Extrait =>
━━━━━━━━━━━━━━━━
Dans les métamorphoses de la question sociale, Castel (1995 : 240) estime que le salariat n’est pas né de la liberté ou du contrat, mais de la tutelle. L’imposition du travail, en effet, s’est faite d’abord dans le cadre d’une dépendance personnalisée à partir d’une localisation assignée. Au PIC, l’espace est segmenté et divisé en espace de production et espace de bureau. Le premier est celui où sont placés les ouvriers avec une ambiance thermique et psychologique négativement jugés par ces derniers.
Le salariat implique, en outre, la mise en disposition de sa personne, pendant un certain nombre d’heures, afin de travailler pour autrui. Ainsi, il [le salariat] est plutôt une forme de location de sa personne que la vente de sa force de travail. De plus, il ne connote pas seulement la misère matérielle, des situations de pauvreté, mais aussi des états de dépendance qui impliquent une sorte de sous-citoyenneté ou d’infracitoyenneté (opt.cit. 246-248). Les propos qui suivent en attestent.
━━━━━━━━━━━━━━━━
Entrées brutes =>
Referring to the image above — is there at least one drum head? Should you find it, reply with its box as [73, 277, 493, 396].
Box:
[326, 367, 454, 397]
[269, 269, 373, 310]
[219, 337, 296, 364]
━━━━━━━━━━━━━━━━
Consignes =>
1. Répondez à ces questions sur l'extrait consacré au salariat.
(a) Selon Castel, de quoi le salariat est-il né ?
(b) Au PIC, en quels deux espaces l'espace est-il divisé ?
(c) Outre la misère matérielle, quelle sorte de citoyenneté les états de dépendance liés au salariat impliquent-ils ?
2. Recopiez le passage de l'extrait sur le salariat allant de "Le salariat implique, en" à "suivent en attestent.", en remplaçant "salariat" par "travail salarié".

Corrigé =>
1.
(a) De la tutelle.
(b) En espace de production et en espace de bureau.
(c) Une sorte de sous-citoyenneté ou d'infracitoyenneté.

2.
Le travail salarié implique, en outre, la mise en disposition de sa personne, pendant un certain nombre d’heures, afin de travailler pour autrui. Ainsi, il [le travail salarié] est plutôt une forme de location de sa personne que la vente de sa force de travail. De plus, il ne connote pas seulement la misère matérielle, des situations de pauvreté, mais aussi des états de dépendance qui impliquent une sorte de sous-citoyenneté ou d’infracitoyenneté (opt.cit. 246-248). Les propos qui suivent en attestent.